*Work order:* Repeat, exactly as written, all of the entries, but not their pictures.

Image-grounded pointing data
-------------------------
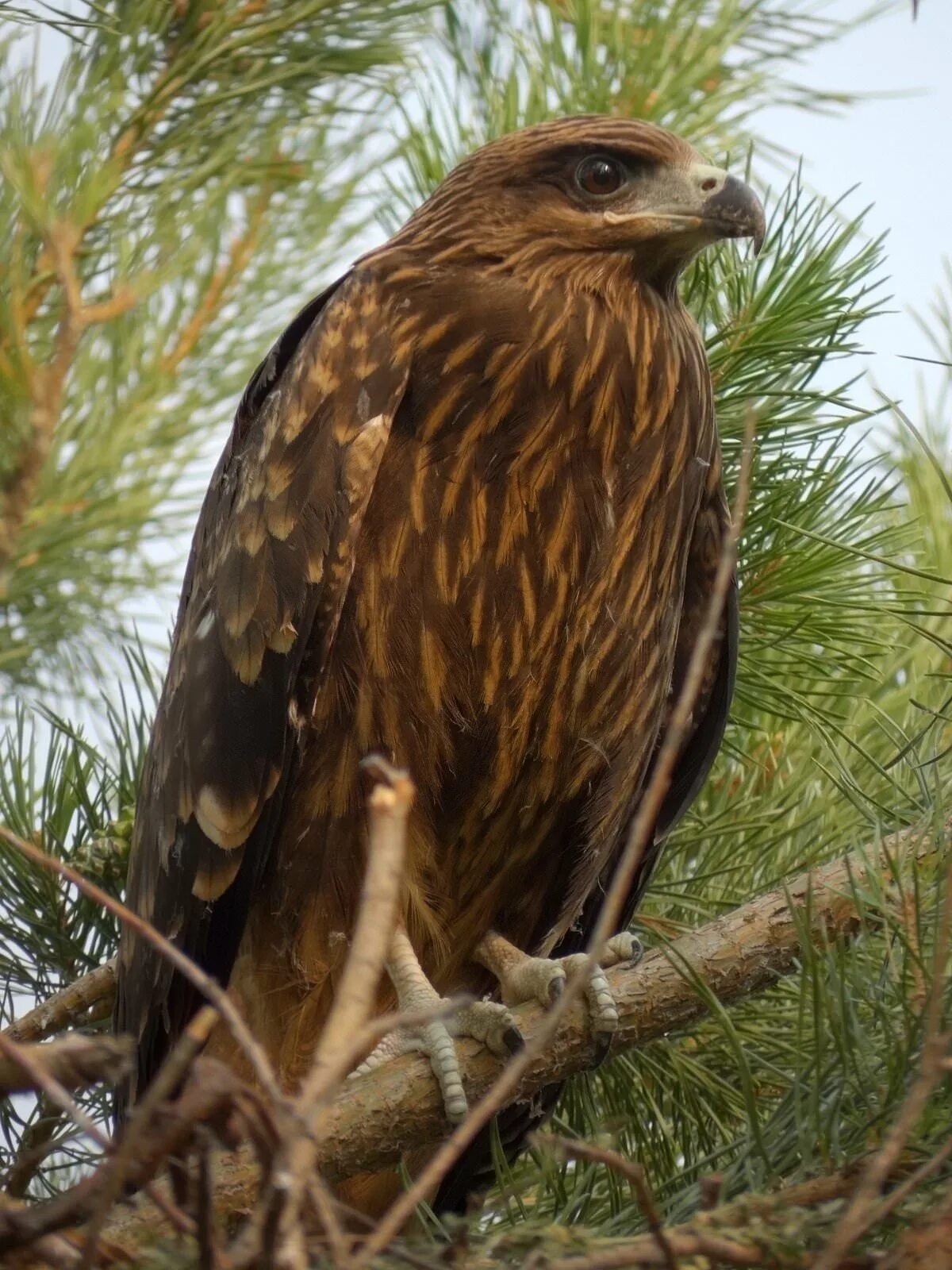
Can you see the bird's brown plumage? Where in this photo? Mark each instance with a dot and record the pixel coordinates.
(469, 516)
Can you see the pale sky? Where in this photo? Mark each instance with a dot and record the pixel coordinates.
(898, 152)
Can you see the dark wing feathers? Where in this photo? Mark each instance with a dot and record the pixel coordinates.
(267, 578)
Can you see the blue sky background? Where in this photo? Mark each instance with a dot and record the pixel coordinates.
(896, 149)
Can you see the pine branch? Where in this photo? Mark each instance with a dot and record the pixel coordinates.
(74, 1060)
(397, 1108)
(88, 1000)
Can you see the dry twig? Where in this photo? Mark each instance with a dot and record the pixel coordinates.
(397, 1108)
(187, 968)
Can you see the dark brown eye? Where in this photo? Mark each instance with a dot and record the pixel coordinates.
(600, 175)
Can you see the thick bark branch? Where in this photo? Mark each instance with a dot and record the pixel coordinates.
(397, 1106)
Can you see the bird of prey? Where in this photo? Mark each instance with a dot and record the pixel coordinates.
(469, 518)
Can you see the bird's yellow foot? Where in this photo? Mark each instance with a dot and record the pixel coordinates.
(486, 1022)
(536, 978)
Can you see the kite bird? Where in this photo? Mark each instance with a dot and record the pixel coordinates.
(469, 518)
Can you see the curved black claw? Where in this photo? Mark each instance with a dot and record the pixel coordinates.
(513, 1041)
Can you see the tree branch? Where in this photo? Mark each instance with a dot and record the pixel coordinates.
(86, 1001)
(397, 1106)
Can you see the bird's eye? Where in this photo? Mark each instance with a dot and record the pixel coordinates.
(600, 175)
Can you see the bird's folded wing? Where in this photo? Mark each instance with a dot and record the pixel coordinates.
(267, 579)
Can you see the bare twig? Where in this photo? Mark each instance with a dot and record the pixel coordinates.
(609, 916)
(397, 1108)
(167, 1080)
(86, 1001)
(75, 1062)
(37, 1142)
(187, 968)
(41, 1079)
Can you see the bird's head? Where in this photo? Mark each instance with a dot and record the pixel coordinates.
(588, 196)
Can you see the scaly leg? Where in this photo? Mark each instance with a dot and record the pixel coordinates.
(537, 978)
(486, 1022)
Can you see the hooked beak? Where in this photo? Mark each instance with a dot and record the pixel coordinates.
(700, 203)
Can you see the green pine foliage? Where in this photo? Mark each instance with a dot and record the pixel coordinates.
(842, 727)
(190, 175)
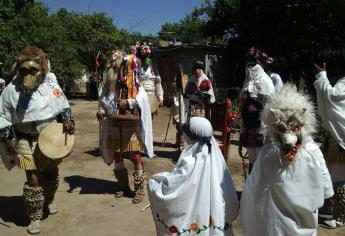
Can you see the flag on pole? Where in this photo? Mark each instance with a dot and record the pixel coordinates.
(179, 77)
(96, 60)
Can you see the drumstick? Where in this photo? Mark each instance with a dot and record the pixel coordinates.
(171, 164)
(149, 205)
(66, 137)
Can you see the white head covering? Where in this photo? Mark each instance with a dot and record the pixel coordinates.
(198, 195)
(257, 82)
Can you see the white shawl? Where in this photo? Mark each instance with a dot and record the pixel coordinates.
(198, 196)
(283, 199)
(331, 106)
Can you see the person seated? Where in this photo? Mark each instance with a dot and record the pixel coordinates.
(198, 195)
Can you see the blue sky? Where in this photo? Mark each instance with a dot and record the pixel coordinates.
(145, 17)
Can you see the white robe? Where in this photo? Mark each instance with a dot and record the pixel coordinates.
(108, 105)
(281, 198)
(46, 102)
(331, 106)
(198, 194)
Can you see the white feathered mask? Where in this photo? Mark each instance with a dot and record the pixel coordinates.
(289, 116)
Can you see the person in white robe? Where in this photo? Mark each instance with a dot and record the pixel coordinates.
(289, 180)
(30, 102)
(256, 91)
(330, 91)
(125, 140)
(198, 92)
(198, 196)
-------------------------
*Your solution:*
Can you see the bird's brown plumage? Where in this photo? Mark each instance with a dot and record the pixel coordinates.
(469, 516)
Can you see the pale sky? Where in this photo? Mark each instance with a dot and record the pixel coordinates.
(898, 152)
Can you see the dark wing feathers? Where in this photo? Mark each instance with a dot and record the pixel coordinates.
(267, 578)
Can you see the blue sky background? Where in this photo? Mark each instance with a dot and record the pixel coordinates.
(896, 149)
Can you see the pine branch? Where in this photo? Mark each instance with a dot and record the pixel coordinates.
(74, 1060)
(397, 1108)
(88, 1000)
Can you see the dry twig? Where in this photo? Mark each instance with a dot and record the pixel coordinates.
(397, 1108)
(187, 968)
Can you see the dark brown eye? Where in this photo? Mark each instance with a dot and record the pixel coordinates.
(600, 175)
Can you see the thick bark branch? Where in this photo? Mark each instance with a dot and record the pixel coordinates.
(397, 1106)
Can you see the bird of prey? Where in this photo? Mark each instance with a dot and record the pixel coordinates.
(469, 518)
Can you see the bird's yellow foot? Where in this photo? Mark each instance with a dot and record the pixel coordinates.
(486, 1022)
(536, 978)
Can you see the kite bird? Where in this photo? Mark each instance with a dot and record the pixel coordinates.
(469, 518)
Can you see the curved black claw? Where in this photo? Mark each instance with a dot and record the pixel coordinates.
(513, 1041)
Can you see the tree branch? Where in this photo? Mark each instance with a dot and record the pixel coordinates.
(86, 1001)
(397, 1106)
Can you see the bird's eye? Where in this photo? Mark each instance with a dot and record the pixel coordinates.
(600, 175)
Can you see the bird's folded wing? Where in this photo? Mark each instance with a dot and record the pixel coordinates.
(267, 579)
Can you see the bare twig? Where in this photo? Mark each instance with a dot and record the pixel coordinates.
(609, 916)
(397, 1108)
(167, 1080)
(86, 1001)
(75, 1062)
(37, 1142)
(187, 968)
(41, 1079)
Can you see the bird's head? Where in this photo? Mark each instance with a dot and record the pixel coordinates.
(588, 196)
Can you see the scaly leg? Where in this photo? Mark each instance with a dot and record the pixel coordinates.
(537, 978)
(486, 1022)
Can you see the hooked beak? Where in this photo? Mark each instance with a dot and record the pixel coordinates.
(700, 203)
Can you see the green pine foliage? Where in this photo? Mark each instance with a dot and record the pixel coordinates.
(842, 727)
(190, 175)
Can you see the flag on pole? Where in this photo? Mark each instance with a dot and record the pixel coordinates.
(179, 77)
(96, 60)
Can you see the drumstick? Where in this photo? Mark each instance with a dot and record the pixel coordinates.
(171, 164)
(149, 205)
(66, 137)
Can you see the white head covering? Where in this photo? Mark each instance with a dot and record the pixel coordinates.
(198, 195)
(257, 82)
Can you see the white shawl? Where in this photo? Mark each instance with a dot and record the pixel coordinates.
(198, 196)
(283, 199)
(331, 106)
Can you see the person seated? Where in this photo? Mark each instance with a dot and record the pixel coordinates.
(198, 195)
Can you see the blue sky? Where in this photo? Mark each instance with a dot and record the pixel coordinates.
(145, 17)
Can you see the white robe? Where in this photo? Mark each instance with a dot and record the pixel coordinates.
(108, 105)
(281, 198)
(46, 102)
(331, 106)
(198, 194)
Can you see the white feathered mask? Where in this photo? Mark each instance with a dot and record the pixel coordinates.
(289, 116)
Can you see the person in white robe? Where in this photo? Mark each instance with a dot and record the pixel coordinates.
(289, 180)
(30, 102)
(256, 91)
(330, 91)
(125, 140)
(198, 92)
(198, 196)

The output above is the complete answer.